> [REQUEST]:
Render every line of the records below as a numbered list, skipping any blank lines.

— START DATA FOR THIS TASK —

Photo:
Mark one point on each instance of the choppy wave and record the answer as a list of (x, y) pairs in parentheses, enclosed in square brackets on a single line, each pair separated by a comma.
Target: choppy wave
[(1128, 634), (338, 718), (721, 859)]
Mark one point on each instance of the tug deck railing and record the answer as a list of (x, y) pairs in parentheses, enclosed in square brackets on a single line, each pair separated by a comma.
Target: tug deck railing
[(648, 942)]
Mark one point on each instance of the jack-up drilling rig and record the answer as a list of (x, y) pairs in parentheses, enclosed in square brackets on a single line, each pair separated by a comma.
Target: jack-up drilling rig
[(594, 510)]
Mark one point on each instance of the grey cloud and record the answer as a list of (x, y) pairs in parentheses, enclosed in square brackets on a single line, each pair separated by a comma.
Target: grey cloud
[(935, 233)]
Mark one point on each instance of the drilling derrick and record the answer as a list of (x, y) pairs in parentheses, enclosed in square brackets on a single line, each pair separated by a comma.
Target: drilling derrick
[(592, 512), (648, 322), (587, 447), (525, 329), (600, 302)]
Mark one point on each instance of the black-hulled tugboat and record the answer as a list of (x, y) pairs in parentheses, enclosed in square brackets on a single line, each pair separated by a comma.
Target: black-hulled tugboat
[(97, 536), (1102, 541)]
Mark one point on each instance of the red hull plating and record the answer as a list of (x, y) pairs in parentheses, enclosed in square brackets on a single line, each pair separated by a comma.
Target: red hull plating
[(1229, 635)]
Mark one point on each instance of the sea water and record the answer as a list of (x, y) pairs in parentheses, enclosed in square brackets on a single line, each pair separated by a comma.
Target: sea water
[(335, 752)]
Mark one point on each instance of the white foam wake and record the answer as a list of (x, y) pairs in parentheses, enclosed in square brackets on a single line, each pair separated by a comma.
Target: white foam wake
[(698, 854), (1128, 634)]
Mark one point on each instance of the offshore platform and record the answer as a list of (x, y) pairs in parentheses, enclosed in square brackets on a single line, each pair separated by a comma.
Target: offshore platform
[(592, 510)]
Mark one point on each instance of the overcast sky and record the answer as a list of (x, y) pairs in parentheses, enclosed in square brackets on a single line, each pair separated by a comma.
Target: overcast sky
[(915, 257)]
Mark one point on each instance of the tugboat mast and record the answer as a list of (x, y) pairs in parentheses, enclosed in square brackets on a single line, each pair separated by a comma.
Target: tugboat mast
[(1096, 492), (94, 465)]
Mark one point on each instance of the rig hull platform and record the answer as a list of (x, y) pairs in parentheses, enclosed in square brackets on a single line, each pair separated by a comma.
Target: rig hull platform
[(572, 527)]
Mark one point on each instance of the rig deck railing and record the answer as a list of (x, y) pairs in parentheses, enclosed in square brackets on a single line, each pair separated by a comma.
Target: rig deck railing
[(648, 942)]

— END DATA FOR THIS TASK —

> [TASK RESULT]:
1. Photo:
2. Mark one point on each instance of the choppy wave and record the answer as a list of (x, y) pairs in parentheses, enclosed in square brackets on a single line, each pair separated by a comma.
3. Target: choppy wave
4. [(1128, 634), (338, 718), (721, 859)]
5. Mark one point on each instance of the tug deck railing and record the answer as a list of (x, y) pairs in parentheses, enclosed in square brackets on a single line, each pair separated by a comma.
6. Target: tug deck railing
7. [(648, 942)]
8. Mark one point on each instance of the jack-up drilling rig and record the answer as a list of (x, y) pairs in parentheses, enclosed in square brackets on a single line, each pair separated by a comma.
9. Target: jack-up drilling rig
10. [(594, 510)]
11. Mark one point on each instance of the grey cloud and record the answer as a list of (x, y) pairs in parentheses, enclosed in square brackets on a single line, each pair separated by a comma.
12. Target: grey cloud
13. [(935, 233)]
14. Mark one point on each instance of the drilling derrick and record the answer as a list of (x, y) pairs in parentheses, enclosed in square brackets on a single line, each pair separated by a comma.
15. Target: drilling derrick
16. [(592, 512), (648, 322), (587, 447), (525, 329), (600, 302)]
17. Mark one point on each instance of the black-hulled tugboat and record the answer as a list of (x, y) pairs in parentheses, enclosed in square brackets on a single line, each pair separated by a comma.
18. Target: black-hulled tugboat
19. [(97, 536), (1102, 541)]
20. Mark one point on each instance of the red hull plating and record the answer as a list of (x, y) pairs in parentheses, enclosed in square brackets on a single line, each pair separated by a comma.
21. Target: red hull plating
22. [(1229, 635)]
23. Mark one point on each instance of the sea water and record the answer as a list of (x, y) pairs in parentheses, enclosed in square brackets on a single line, each pair separated by a comma.
24. Target: sea water
25. [(335, 752)]
26. Mark one point on each instance of the white foam wake and record the answer as a list of (x, y) pairs in parentheses, enclosed in square brackets on a single line, each pair separated by a comma.
27. Target: white foam wake
28. [(698, 854), (1128, 634)]
29. Mark one point on each instance of the offshore platform and record the answer as a list of (x, y) pairs in parentheses, enclosed in square brackets on a single line, each pair separated by a comma.
30. Target: offshore platform
31. [(592, 510)]
32. Mark one point on each instance of the overcast sky and record the answer as a list of (x, y) pairs in parentheses, enclosed in square brackets on a single line, each pair separated by a comma.
33. Target: overcast sky
34. [(915, 257)]
35. Mark one point on each instance of the tugboat mast and record the answer as a list of (x, y) pairs in parentheses, enclosed in square brackets on a single line, each pair separated by a comma.
36. Target: tugboat mast
37. [(1096, 492), (94, 465)]
38. Mark one point on each instance of the rig hull platform and record the answer as a list of (x, y) pairs in parentheses, enclosed in square brackets on a single line, each pair separated by a comma.
39. Target: rig hull platform
40. [(572, 527)]
41. Mark one point on each instance of the rig deck railing and record the answer as a list of (x, y) pairs in parentheses, enclosed in square brackets on a single line, each pair separated by a comma.
42. Target: rig deck railing
43. [(648, 942)]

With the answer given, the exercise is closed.